» **MATERIAL SHOWN**:

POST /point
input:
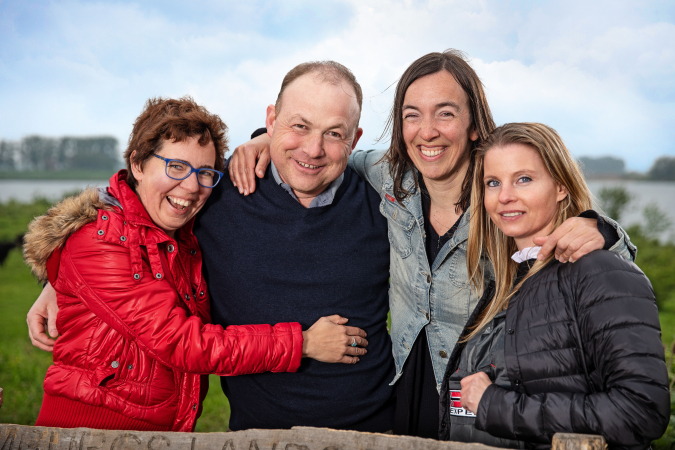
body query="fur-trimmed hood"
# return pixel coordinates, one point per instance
(49, 232)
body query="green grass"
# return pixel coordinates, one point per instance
(22, 366)
(57, 175)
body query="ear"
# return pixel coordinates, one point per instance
(357, 136)
(562, 193)
(270, 119)
(473, 134)
(136, 167)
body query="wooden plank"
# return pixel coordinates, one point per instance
(569, 441)
(21, 437)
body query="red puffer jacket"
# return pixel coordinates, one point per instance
(133, 309)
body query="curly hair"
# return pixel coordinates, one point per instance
(173, 120)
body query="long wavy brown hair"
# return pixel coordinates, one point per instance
(455, 62)
(486, 240)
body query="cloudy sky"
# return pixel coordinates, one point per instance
(602, 72)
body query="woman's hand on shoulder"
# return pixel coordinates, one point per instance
(41, 319)
(574, 238)
(247, 161)
(473, 388)
(329, 340)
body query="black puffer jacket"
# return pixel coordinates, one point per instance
(597, 317)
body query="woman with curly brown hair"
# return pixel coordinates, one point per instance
(136, 345)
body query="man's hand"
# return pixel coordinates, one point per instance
(243, 163)
(329, 340)
(42, 317)
(473, 388)
(573, 239)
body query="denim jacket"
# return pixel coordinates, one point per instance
(438, 298)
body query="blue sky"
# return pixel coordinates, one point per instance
(601, 72)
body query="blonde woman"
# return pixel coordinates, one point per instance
(550, 347)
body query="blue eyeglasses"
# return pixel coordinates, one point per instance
(180, 170)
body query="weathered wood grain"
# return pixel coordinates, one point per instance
(568, 441)
(20, 437)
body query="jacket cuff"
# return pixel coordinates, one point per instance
(608, 232)
(258, 132)
(296, 352)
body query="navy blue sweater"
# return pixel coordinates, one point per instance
(267, 259)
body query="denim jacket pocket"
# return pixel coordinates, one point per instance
(400, 224)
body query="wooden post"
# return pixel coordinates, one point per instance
(20, 437)
(569, 441)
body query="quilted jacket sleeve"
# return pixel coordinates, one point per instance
(97, 273)
(620, 331)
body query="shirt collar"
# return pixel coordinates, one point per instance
(323, 199)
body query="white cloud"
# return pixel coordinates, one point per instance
(600, 73)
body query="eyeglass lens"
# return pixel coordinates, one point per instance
(179, 171)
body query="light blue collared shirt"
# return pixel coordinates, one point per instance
(323, 199)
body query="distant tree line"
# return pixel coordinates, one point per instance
(55, 154)
(609, 167)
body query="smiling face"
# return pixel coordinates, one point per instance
(313, 134)
(521, 197)
(172, 203)
(437, 126)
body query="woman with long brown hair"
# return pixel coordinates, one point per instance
(439, 118)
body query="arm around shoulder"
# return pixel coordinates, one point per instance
(149, 312)
(628, 402)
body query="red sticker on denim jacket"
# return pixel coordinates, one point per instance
(456, 405)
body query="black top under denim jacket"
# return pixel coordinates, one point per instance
(582, 354)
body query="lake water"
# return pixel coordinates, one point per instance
(644, 192)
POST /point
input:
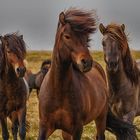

» **TASK OBJECTIVE**:
Return the listing verbatim; pictures are not part of the copy.

» **TASK OUTPUT**:
POST /point
input:
body query="fur-trimmed hood"
# return pixel coordinates, one point per instance
(49, 232)
body query="green grass"
# return pixel coordinates, one point per instance
(22, 366)
(57, 175)
body query="ear"
# return pixel coordinates, one point per instance
(357, 136)
(562, 193)
(270, 119)
(473, 134)
(136, 167)
body query="wooden plank"
# return pixel coordinates, one point per instance
(569, 441)
(21, 437)
body query="red puffer jacket"
# return pixel coordinates, one point per instance
(133, 309)
body query="curly hair"
# return pixel coordinates, one point per instance
(173, 120)
body query="long wavy brown hair"
# return pixel coordinates, one point per instance
(455, 62)
(486, 240)
body query="cloudy sky"
# return pixel coordinates, one point per instance
(602, 72)
body query="woman's hand on shoulder"
# return pixel coordinates, one point per instance
(41, 319)
(574, 238)
(247, 161)
(473, 388)
(329, 340)
body query="black puffer jacket"
# return pixel coordinates, one point per instance
(597, 317)
body query="woman with curly brown hair"
# return pixel coordinates, one point per instance
(136, 345)
body query="man's hand"
# return pixel coordinates, one point per instance
(243, 163)
(329, 340)
(42, 317)
(473, 388)
(573, 239)
body query="denim jacket"
# return pixel coordinates, one point per instance
(438, 298)
body query="blue sky"
# return pixel coordinates, one point per instance
(601, 72)
body query="blonde woman"
# return pixel coordinates, one point per instance
(550, 347)
body query="blue eyeglasses"
# return pixel coordinates, one point per instance
(180, 170)
body query="weathered wood grain"
# return pixel coordinates, one point per instance
(568, 441)
(20, 437)
body query="jacket cuff"
# return pixel coordinates, one point per instance
(608, 232)
(258, 132)
(296, 352)
body query="navy blue sweater"
# return pixel coordinates, one point per instance
(267, 259)
body query="denim jacket pocket"
# return pixel coordinates, one point per instance
(400, 224)
body query="wooden post"
# return pixel coordinates, one point per instance
(20, 437)
(569, 441)
body query="quilted jacket sleeve"
# return pixel coordinates, one point per instance
(97, 273)
(620, 331)
body query="shirt collar"
# return pixel coordinates, one point per instance
(323, 199)
body query="white cloud"
# return pixel coordinates, one point per instance
(600, 73)
body query="eyeglass lens"
# return pixel coordinates, one point per instance
(179, 171)
body query="light blue collared shirt"
# return pixel coordinates, one point per instance
(323, 199)
body query="distant tree line"
# return pixel coordinates, one point per instance
(55, 154)
(609, 167)
body query="smiling face"
# return pixel coordinates, one point per instance
(313, 134)
(521, 197)
(172, 203)
(437, 126)
body query="woman with long brown hair"
# return pixel coordinates, one point per instance
(439, 118)
body query="arm around shoulder"
# return pixel coordinates, one point per instance
(149, 312)
(628, 402)
body query="red sticker on denim jacket"
# return pixel coordinates, one point per instance
(456, 405)
body query="black top under denim jacket"
# return pixel coordinates, one point per instance
(582, 354)
body query="lake water"
# return pixel coordinates, one point per instance
(644, 192)
POST /point
input:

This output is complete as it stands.